Clustering is bunching observations (people’s microbiome) into groups based on similarity. In english, we want to see if one people with shift in one type of bacteria also have a shift with a different type.
I am starting by looking at a higher level, so there are less factors to consider. The data is easy to download. [phylum <-read_csv(“http://lassesen.com/ubiome/TaxonomyByphylum.csv”) ]
After this we scale the data and proceed to explore.
First a Box Plot
This shows the odds of outliers (data is scaled remember). We see Bacteroidetes are well behaved (normal distribution), but phylums like Actinobacteria, Verrucomicrobia, Proteobacteria, and Firmicutes have atypical behavior.
Bacteroidetes vs Firmicutes
These are the dominant two phylum. When we plot the data we see a clear ‘trade off’ pattern between them. We also see that there is a number where Bacteriodetes < 0.1 (scaled).
Filtering to these low ones (86), removing the sampleId column, and searching for number of clusters that would classify these many observations, we see that there an ‘elbow’ at 3
Applying a dendrogram, we see that these 86 people fall into some distinct groups.
Plotting the cluster illustrates that we have good separation.

## DATA PROVIDED
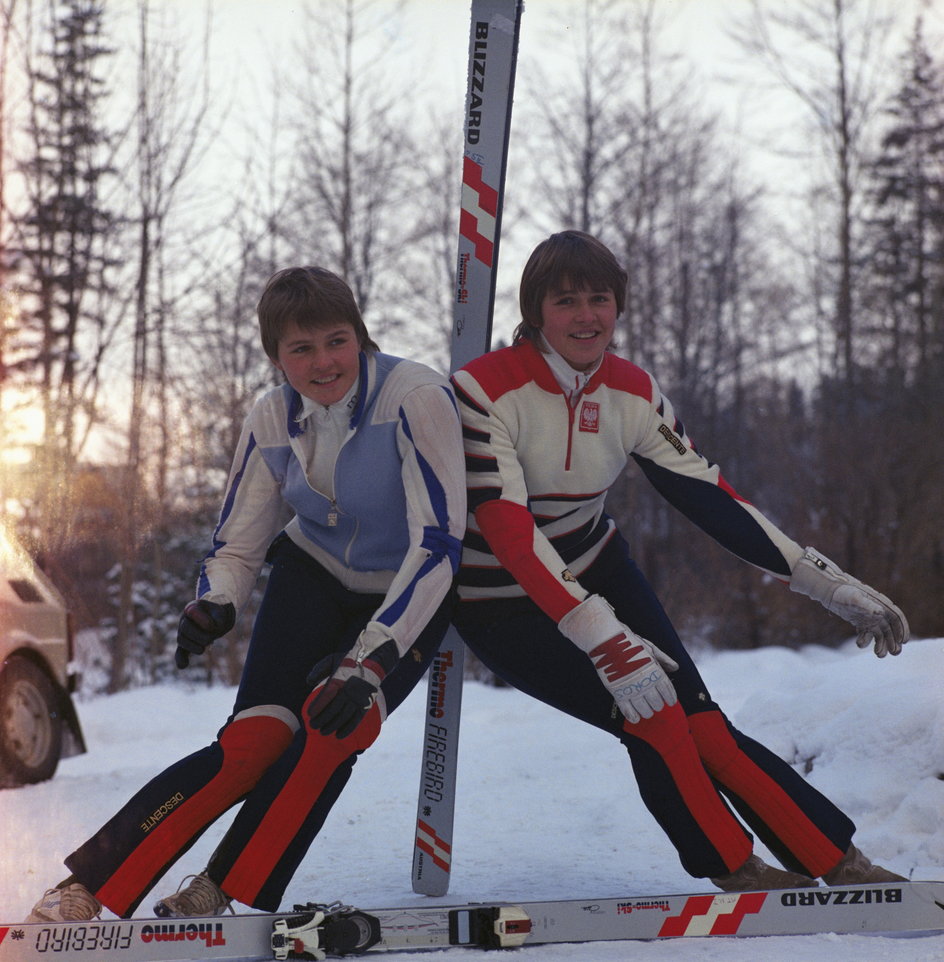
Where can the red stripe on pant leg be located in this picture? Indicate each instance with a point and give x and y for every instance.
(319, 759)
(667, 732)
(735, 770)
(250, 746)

...

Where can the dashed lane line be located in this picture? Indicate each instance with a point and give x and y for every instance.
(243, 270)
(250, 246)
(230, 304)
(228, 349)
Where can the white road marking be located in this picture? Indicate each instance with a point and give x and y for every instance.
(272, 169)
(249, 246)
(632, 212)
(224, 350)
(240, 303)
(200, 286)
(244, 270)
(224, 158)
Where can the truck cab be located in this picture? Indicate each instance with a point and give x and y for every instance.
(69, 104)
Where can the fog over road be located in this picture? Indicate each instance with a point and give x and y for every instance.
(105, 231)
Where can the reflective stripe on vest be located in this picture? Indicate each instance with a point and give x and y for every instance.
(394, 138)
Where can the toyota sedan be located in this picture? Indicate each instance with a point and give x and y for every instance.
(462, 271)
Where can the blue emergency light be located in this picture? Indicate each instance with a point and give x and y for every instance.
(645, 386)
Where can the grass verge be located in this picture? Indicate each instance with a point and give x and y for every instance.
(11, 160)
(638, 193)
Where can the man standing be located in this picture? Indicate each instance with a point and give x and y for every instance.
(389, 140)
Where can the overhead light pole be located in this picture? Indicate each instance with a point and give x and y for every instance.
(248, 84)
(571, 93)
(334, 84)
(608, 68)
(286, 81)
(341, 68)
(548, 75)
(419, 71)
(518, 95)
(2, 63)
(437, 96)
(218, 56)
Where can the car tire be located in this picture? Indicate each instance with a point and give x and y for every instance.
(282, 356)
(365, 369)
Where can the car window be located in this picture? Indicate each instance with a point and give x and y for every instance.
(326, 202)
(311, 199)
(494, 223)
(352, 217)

## REQUIREMENT 1
Reproduce the microbiome clustering text starting with "Bacteroidetes vs Firmicutes" and going on through "< 0.1 (scaled).", replacing "dominant" with "most abundant".
## REQUIREMENT 2
In the microbiome clustering text, which phylum does the box plot show as well behaved?
## REQUIREMENT 3
Continue the microbiome clustering text from where it stops.
The entries are separate material and are not part of the microbiome clustering text.

## TASK RESPONSE 1
Bacteroidetes vs Firmicutes
These are the most abundant two phylum. When we plot the data we see a clear ‘trade off’ pattern between them. We also see that there is a number where Bacteriodetes < 0.1 (scaled).

## TASK RESPONSE 2
Bacteroidetes, which have a normal distribution.

## TASK RESPONSE 3
Looking at the averages by phylum for each of the groups we see some clear patterns:
We originally filter to Bacteroidetes < 0.1, but we see that this group could be divided into very very low (Groups 1 +2) and low (3).
Returning to other Phylum
Three plots are shown below — Actinobacteria, Verrucomicrobia, Proteobacteria
Odd line is seen below — almost a straight inverse line for one set of data
My purpose is to get people exploring the data. If you look at Data Science: Tax Rank and Symptoms, you can find the sampleIds with symptoms (a subset of the data above). The assignment is simple — can you find any symptoms that appear to be associated with the clusters you may have found?
You may wish to pre-filter to only the phylum with symptoms… and then cluster.